• Task statement: Beginning at the line with "of the shopping", output each line to the end of the listing below exactly, please.

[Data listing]
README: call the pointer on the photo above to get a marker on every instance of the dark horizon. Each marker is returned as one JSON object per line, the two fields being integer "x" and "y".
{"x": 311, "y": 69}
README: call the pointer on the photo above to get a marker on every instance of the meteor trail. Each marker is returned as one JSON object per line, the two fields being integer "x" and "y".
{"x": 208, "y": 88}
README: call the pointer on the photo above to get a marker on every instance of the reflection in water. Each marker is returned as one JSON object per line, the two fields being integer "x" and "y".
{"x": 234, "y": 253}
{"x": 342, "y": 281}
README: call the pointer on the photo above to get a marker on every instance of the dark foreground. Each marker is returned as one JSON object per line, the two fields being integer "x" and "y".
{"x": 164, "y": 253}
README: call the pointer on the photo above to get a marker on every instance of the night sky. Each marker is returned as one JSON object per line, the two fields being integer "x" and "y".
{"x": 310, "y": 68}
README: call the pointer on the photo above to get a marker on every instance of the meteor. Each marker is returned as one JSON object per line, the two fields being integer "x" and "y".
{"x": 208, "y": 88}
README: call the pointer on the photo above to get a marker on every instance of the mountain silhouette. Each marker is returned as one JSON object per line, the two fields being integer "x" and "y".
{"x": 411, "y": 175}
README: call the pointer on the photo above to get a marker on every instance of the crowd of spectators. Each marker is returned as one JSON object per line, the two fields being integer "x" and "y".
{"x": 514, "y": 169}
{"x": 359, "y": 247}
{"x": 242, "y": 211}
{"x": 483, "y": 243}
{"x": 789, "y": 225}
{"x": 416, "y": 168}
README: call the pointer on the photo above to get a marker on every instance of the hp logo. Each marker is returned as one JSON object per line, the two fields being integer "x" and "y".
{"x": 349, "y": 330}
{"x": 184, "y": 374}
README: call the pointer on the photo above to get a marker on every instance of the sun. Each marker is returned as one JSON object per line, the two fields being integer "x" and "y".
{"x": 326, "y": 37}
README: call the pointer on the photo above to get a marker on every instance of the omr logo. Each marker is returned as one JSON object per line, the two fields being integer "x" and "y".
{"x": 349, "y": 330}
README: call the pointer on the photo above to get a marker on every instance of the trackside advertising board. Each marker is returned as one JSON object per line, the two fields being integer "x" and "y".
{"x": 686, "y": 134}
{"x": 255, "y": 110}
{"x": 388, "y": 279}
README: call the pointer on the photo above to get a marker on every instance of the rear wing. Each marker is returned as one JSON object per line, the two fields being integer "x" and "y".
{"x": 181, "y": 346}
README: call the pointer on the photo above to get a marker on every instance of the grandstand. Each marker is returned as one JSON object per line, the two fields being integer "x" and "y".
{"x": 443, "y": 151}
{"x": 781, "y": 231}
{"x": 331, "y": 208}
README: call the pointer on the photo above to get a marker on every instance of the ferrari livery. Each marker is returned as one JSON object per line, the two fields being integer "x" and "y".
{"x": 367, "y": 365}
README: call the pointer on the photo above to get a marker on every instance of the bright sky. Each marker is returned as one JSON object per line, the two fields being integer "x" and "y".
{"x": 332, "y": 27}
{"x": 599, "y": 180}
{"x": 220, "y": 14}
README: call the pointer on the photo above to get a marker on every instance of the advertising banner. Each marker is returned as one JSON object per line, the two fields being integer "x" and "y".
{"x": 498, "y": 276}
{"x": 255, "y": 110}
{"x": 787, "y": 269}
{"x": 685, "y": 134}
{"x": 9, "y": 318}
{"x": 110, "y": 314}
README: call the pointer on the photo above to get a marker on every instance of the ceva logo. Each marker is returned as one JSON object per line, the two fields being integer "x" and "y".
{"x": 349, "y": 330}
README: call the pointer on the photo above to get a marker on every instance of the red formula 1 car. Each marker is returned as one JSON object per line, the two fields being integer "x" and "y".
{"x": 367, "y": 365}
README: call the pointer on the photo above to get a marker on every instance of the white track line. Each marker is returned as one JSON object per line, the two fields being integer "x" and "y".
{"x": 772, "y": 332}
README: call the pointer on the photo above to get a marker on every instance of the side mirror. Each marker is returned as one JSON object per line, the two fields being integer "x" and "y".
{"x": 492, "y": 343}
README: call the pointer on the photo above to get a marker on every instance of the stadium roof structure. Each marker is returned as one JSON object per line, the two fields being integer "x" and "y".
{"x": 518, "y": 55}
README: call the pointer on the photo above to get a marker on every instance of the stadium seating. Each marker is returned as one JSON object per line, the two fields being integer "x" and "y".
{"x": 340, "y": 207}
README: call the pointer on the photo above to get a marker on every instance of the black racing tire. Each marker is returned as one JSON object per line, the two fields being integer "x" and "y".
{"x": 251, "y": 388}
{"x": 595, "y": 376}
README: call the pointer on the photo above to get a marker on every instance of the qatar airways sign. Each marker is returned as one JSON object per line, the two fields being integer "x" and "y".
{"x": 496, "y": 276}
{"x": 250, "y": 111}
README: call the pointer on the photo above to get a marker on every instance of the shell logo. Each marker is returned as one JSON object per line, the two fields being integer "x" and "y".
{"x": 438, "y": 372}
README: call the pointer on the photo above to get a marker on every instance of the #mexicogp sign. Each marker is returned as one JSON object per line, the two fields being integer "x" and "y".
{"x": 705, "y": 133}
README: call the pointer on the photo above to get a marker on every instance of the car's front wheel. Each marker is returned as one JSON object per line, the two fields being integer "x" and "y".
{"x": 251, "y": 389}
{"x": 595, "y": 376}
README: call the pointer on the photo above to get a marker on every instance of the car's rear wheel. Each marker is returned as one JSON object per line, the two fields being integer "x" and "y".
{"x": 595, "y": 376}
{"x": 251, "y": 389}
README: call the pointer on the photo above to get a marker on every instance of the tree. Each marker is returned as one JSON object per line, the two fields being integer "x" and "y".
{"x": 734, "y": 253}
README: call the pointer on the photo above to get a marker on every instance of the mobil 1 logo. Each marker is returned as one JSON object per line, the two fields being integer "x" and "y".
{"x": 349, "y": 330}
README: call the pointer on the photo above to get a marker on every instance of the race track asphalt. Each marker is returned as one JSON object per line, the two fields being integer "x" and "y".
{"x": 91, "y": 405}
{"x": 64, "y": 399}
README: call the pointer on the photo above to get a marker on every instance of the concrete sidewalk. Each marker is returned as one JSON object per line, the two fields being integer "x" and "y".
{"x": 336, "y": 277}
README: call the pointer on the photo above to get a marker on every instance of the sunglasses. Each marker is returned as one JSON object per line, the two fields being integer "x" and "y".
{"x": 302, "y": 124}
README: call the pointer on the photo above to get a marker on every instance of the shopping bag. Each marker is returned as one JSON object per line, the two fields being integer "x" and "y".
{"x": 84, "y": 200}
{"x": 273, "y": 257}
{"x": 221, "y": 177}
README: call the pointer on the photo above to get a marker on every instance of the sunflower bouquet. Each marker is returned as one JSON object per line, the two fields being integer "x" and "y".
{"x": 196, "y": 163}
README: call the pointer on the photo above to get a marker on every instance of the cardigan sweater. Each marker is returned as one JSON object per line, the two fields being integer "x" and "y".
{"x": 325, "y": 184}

• Solution for this exercise:
README: call the pointer on the photo above to get a marker on every instance of the shopping bag. Each marker is returned as one JSON object per line, the two fields being integer "x" and "y".
{"x": 84, "y": 200}
{"x": 273, "y": 257}
{"x": 221, "y": 177}
README: call the pointer on the photo above to get a marker on every instance of the sunflower bouquet. Each marker is returned as one JSON object per line, the two fields being integer "x" and "y".
{"x": 196, "y": 163}
README: call the pointer on the photo above to get a marker on every instance of the cardigan sweater. Each marker is returned as one JSON object per line, the two fields being integer "x" and "y".
{"x": 325, "y": 184}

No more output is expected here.